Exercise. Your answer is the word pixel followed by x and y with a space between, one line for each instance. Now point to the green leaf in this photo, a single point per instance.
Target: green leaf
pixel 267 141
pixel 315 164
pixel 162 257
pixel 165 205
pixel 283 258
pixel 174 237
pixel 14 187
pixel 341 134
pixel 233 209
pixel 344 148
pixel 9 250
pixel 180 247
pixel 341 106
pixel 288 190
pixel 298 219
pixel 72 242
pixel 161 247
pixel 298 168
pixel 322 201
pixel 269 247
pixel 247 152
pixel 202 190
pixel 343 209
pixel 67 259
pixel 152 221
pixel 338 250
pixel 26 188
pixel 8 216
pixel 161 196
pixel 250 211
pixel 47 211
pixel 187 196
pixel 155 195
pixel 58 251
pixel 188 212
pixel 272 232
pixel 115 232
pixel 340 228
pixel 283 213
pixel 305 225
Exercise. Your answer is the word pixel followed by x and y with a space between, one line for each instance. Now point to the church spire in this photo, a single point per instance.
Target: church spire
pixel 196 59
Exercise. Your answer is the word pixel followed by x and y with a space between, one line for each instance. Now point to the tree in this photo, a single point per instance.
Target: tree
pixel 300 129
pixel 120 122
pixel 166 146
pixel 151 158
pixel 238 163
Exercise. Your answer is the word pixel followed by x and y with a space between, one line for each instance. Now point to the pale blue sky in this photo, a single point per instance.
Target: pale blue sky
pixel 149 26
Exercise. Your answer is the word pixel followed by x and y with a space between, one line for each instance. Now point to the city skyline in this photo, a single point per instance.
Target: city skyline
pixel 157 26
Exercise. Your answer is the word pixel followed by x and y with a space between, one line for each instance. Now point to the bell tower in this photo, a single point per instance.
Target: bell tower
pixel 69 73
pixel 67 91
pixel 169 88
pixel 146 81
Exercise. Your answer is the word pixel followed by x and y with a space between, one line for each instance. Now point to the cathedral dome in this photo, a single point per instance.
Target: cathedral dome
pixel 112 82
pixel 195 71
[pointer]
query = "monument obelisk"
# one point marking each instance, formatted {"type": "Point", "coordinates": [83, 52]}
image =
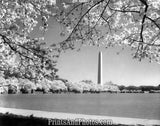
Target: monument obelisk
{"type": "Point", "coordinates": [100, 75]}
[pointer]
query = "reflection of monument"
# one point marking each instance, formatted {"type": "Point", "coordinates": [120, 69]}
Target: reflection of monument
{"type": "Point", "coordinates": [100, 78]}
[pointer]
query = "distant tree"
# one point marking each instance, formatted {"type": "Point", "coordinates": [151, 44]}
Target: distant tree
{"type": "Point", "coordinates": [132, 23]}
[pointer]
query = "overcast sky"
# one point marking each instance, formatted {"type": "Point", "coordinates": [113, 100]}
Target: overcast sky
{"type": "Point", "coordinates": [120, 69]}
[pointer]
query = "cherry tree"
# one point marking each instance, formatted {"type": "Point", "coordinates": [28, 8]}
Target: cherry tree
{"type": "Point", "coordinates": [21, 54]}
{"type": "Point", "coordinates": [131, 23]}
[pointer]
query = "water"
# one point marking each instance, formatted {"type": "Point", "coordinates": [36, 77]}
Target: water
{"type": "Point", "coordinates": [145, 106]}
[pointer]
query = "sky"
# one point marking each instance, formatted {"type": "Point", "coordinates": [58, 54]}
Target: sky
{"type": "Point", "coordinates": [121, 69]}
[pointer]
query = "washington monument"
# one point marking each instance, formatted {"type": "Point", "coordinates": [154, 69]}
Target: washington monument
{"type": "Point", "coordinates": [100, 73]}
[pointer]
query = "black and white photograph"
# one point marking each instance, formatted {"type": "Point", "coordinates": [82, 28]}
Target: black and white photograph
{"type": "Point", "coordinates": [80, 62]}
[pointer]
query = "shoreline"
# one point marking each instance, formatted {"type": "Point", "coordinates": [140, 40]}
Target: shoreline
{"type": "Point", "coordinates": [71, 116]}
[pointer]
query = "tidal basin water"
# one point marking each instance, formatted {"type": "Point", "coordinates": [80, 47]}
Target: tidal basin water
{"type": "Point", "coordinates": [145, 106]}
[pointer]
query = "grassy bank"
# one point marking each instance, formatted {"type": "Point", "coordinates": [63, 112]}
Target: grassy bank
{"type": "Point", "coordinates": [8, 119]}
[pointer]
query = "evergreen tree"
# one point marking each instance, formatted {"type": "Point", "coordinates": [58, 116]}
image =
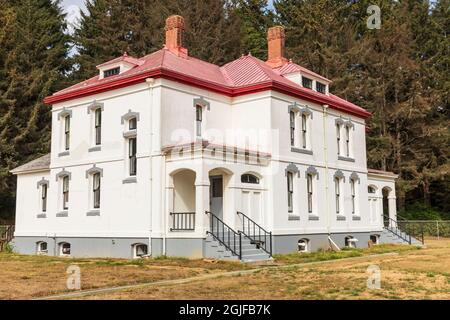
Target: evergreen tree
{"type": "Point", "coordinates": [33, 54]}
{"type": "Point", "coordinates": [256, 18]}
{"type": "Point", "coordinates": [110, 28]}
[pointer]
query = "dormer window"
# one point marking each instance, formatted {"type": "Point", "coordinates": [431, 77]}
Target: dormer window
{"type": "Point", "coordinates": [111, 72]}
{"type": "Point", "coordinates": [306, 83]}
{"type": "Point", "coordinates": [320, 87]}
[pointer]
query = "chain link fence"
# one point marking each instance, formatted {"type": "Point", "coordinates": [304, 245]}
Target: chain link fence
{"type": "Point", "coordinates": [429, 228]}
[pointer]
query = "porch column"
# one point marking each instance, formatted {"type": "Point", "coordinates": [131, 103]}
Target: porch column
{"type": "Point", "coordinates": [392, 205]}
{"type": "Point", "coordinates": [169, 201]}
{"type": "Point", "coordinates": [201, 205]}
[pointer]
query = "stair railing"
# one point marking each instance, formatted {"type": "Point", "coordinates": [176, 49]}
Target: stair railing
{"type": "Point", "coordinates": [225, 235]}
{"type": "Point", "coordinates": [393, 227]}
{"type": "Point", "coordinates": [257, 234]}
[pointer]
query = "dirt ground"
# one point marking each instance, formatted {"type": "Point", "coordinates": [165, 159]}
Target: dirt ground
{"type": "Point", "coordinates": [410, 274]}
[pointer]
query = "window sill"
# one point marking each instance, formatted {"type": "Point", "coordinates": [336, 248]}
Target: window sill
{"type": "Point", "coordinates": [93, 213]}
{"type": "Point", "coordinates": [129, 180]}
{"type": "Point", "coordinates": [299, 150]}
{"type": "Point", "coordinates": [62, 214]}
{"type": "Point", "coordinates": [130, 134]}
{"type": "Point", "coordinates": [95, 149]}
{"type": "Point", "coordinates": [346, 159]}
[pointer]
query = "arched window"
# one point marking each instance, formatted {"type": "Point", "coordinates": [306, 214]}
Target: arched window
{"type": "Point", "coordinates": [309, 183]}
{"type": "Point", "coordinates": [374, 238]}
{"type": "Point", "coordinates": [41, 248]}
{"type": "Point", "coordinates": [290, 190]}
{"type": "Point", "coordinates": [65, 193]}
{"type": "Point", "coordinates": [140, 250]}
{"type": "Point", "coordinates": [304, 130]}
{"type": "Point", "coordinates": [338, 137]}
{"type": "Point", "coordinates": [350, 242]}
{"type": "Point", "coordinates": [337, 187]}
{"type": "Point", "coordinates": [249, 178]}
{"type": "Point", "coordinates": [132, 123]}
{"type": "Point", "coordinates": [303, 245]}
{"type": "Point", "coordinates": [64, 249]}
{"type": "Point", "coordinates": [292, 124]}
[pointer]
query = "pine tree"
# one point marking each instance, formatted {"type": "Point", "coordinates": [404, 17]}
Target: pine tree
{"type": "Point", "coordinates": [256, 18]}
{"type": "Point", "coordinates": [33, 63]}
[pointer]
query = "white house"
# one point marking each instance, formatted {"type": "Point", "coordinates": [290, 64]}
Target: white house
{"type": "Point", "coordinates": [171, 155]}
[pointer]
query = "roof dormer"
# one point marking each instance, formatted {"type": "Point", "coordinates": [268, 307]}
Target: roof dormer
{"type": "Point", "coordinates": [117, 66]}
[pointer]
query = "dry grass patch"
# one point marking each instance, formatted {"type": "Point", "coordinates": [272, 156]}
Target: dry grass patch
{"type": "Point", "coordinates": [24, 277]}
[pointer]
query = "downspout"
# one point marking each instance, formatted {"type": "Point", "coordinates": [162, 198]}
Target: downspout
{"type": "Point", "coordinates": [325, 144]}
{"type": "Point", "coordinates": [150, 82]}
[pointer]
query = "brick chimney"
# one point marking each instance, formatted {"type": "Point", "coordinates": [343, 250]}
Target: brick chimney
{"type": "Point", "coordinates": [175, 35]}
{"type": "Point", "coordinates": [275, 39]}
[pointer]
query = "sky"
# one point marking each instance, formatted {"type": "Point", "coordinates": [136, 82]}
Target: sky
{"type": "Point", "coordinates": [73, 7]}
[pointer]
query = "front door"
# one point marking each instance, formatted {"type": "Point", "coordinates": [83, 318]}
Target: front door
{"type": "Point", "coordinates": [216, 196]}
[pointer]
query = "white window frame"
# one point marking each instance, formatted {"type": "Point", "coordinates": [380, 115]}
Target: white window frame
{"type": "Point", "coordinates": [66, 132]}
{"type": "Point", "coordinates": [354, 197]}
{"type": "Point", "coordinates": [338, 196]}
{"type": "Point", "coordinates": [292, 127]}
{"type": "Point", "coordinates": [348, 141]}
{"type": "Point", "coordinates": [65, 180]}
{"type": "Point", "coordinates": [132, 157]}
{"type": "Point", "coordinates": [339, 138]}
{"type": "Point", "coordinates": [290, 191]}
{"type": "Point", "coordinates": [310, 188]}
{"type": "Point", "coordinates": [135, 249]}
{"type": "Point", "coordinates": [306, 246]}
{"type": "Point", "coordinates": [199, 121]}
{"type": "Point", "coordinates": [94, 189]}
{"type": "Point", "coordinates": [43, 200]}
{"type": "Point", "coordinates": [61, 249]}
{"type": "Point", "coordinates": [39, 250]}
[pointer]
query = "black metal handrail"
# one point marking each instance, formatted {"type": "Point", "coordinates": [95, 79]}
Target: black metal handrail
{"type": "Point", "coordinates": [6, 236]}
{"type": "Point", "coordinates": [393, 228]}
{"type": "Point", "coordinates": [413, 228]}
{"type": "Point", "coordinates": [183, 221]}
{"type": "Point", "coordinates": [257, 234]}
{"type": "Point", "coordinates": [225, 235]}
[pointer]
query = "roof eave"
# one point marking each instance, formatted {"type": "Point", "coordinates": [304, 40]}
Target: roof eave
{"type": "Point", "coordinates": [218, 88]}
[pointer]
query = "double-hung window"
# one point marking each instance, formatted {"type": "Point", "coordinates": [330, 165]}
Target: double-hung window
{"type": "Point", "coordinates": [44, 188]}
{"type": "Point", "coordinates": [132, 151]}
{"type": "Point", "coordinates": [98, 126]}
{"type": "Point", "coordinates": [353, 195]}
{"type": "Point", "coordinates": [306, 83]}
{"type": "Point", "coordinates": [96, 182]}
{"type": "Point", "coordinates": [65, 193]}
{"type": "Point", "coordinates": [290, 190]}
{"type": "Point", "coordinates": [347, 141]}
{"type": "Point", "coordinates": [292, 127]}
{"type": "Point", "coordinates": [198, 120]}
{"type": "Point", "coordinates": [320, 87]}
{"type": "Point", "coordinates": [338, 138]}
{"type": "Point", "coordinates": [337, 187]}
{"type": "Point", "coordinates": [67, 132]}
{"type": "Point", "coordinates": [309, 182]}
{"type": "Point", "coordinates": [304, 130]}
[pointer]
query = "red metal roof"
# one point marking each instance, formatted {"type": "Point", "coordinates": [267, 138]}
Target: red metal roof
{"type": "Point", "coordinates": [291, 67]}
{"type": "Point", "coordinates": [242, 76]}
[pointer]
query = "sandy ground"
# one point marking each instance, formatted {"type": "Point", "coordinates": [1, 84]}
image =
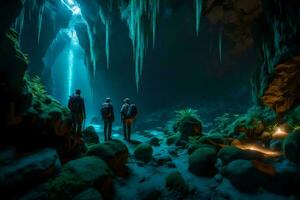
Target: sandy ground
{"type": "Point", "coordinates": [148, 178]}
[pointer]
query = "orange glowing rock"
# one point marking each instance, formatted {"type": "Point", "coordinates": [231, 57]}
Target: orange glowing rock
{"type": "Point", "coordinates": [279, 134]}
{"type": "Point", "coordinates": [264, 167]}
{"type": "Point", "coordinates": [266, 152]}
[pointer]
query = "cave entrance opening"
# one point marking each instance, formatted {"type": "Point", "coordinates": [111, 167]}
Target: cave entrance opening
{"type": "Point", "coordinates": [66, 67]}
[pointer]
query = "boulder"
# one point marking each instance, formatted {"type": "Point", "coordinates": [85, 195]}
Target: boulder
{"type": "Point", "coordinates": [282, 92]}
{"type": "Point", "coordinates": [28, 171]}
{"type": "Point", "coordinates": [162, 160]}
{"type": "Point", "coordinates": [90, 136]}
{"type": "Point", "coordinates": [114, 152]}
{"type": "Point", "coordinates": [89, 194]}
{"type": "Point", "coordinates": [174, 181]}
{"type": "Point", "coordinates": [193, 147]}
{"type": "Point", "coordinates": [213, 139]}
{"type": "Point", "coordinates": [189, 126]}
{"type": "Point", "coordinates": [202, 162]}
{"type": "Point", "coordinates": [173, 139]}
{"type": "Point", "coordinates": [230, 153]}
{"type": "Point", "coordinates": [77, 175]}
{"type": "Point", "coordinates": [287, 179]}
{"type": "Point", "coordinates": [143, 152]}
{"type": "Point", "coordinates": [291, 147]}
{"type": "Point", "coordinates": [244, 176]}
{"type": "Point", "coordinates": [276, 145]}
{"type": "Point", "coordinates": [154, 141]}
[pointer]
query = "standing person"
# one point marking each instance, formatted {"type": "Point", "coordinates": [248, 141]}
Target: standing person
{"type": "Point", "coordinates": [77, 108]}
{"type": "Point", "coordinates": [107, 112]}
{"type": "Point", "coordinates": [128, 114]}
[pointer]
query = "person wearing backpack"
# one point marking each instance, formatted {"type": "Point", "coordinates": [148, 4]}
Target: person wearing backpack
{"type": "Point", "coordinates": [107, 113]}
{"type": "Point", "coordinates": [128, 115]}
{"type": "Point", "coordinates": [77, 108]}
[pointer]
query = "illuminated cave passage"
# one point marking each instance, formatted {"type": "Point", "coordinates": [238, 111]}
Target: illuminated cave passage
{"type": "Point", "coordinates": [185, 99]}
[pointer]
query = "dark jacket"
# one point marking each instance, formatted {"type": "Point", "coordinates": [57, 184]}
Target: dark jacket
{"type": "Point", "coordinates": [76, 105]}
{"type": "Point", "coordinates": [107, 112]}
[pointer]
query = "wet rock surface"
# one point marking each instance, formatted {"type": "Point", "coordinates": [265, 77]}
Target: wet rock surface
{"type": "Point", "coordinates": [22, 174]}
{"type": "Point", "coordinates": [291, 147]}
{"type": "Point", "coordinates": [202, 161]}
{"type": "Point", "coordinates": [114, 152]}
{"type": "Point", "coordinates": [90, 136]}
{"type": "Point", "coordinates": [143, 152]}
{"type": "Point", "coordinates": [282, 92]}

:::

• _Prompt_
Return each line of the listing above that contains the word "city".

• _Response_
Exercise. Your answer is the word pixel followed by x and y with a space between, one line for each instance. Now point to the city skyline in this photo, a single point per instance.
Target: city skyline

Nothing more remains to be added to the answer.